- Required work:
1. Answer these questions using the Peter Pan text.
(a) Which two sources make up Peter's name?
(b) In what year and in which novel did Peter Pan first appear on the page?
(c) To which hospital did Barrie give the copyright of the Peter Pan works in 1929?
2. In the Peter Pan text, turn the paragraph beginning "Peter Pan first appeared on the page" into a list that keeps its main facts.

- Source extract:
═══

‘Second to the right, and straight on till morning!’ These are the directions to the Neverland, home to J. M. Barrie’s most famous character Peter Pan, the Boy Who Wouldn’t Grow Up.
For more than a hundred years, Barrie’s fantasy world of fairies and mermaids, crocodiles and pirates, and children who refuse to grow up, has been delighting and, sometimes confusing, children and grown-ups alike.
Peter’s name is made up from Peter Llewelyn Davies, a son of one of Barrie’s friends, and Pan, the mischievous Greek god of the woodlands. The inspiration behind the Boy Who Wouldn’t Grow Up may have come from the Barrie’s memory of his elder brother David, who died in an ice-skating accident the day before he turned 14; staying for always a young boy.
Peter Pan first appeared on the page in the 1902 novel The Little White Bird. Written for adults, it was a fictionalised version of Barrie’s relationship with the Llewelyn Davies children. Peter’s part in the novel turned up again in a volume of stories called Peter Pan in Kensington Gardens in 1906 before being immortalised five years later in the novel Peter and Wendy, an adaptation of the highly successful Peter Pan stage play of 1904, published by Hodder Stoughton in the United Kingdom and Charles Scribner’s Sons in the United States.
The novel was first abridged by May Byron in 1915 and published under the title Peter Pan and Wendy. The script of the play, which Barrie had continued to tinker with since its first performance, was published in 1928. In 1929, Barrie gifted the copyright of the Peter Pan works to Great Ormond Street Hospital, a children’s hospital in London.
But there would be no Peter Pan without Wendy Darling and her brothers, whose adventures in Neverland we eagerly follow. With them we meet the fickle fairy Tinker Bell, the charmingly naughty lost boys, the formidable Indian princess Tiger Lily, and the dastardly pirate Captain Hook.
And so, a hundred years on and we continue to be swept away, even without the help of fairy dust, from the opening line ‘All children, except one, grow up.’

═══

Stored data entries
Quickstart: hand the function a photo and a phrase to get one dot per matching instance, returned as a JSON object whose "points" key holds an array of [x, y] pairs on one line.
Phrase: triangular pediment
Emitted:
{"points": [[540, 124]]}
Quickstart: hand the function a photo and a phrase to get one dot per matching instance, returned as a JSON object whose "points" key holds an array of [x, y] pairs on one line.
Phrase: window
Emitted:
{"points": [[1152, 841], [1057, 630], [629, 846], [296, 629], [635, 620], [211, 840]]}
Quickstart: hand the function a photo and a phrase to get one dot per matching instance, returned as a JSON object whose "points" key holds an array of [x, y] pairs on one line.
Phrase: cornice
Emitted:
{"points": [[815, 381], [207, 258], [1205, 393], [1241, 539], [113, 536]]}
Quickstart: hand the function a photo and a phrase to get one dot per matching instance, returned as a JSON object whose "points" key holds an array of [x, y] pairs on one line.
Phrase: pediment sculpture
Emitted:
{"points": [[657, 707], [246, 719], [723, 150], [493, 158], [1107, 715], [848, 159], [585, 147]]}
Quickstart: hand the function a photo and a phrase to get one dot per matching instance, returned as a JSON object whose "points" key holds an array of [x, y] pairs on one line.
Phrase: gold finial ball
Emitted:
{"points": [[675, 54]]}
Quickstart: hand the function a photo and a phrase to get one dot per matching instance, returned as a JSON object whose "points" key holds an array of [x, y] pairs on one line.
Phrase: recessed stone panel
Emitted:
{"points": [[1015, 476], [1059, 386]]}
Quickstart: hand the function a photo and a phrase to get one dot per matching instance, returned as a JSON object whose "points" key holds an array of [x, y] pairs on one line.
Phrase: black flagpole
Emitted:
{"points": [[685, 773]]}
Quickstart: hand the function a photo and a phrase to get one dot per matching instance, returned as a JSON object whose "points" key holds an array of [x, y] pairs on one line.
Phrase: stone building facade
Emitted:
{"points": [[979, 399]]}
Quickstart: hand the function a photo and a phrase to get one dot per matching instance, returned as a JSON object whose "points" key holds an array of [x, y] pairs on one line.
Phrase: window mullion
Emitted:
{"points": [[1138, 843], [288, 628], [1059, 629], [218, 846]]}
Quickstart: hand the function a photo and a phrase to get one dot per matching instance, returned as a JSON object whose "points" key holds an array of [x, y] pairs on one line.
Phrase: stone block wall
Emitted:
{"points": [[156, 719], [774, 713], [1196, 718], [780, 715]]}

═══

- Answer section:
1.
(a) Peter Llewelyn Davies, a son of one of Barrie's friends, and Pan, the mischievous Greek god of the woodlands.
(b) 1902, in The Little White Bird.
(c) Great Ormond Street Hospital, a children's hospital in London.

2.
- 1902: Peter Pan first appeared in the novel The Little White Bird. The novel was written for adults and was a fictionalized version of Barrie's relationship with the Llewelyn Davies children.
- 1904: The highly successful Peter Pan stage play was produced.
- 1906: Peter's part in the earlier novel appeared again in the story collection Peter Pan in Kensington Gardens.
- Five years later: The novel Peter and Wendy, an adaptation of the 1904 play, was published. Hodder Stoughton published it in the United Kingdom and Charles Scribner's Sons in the United States.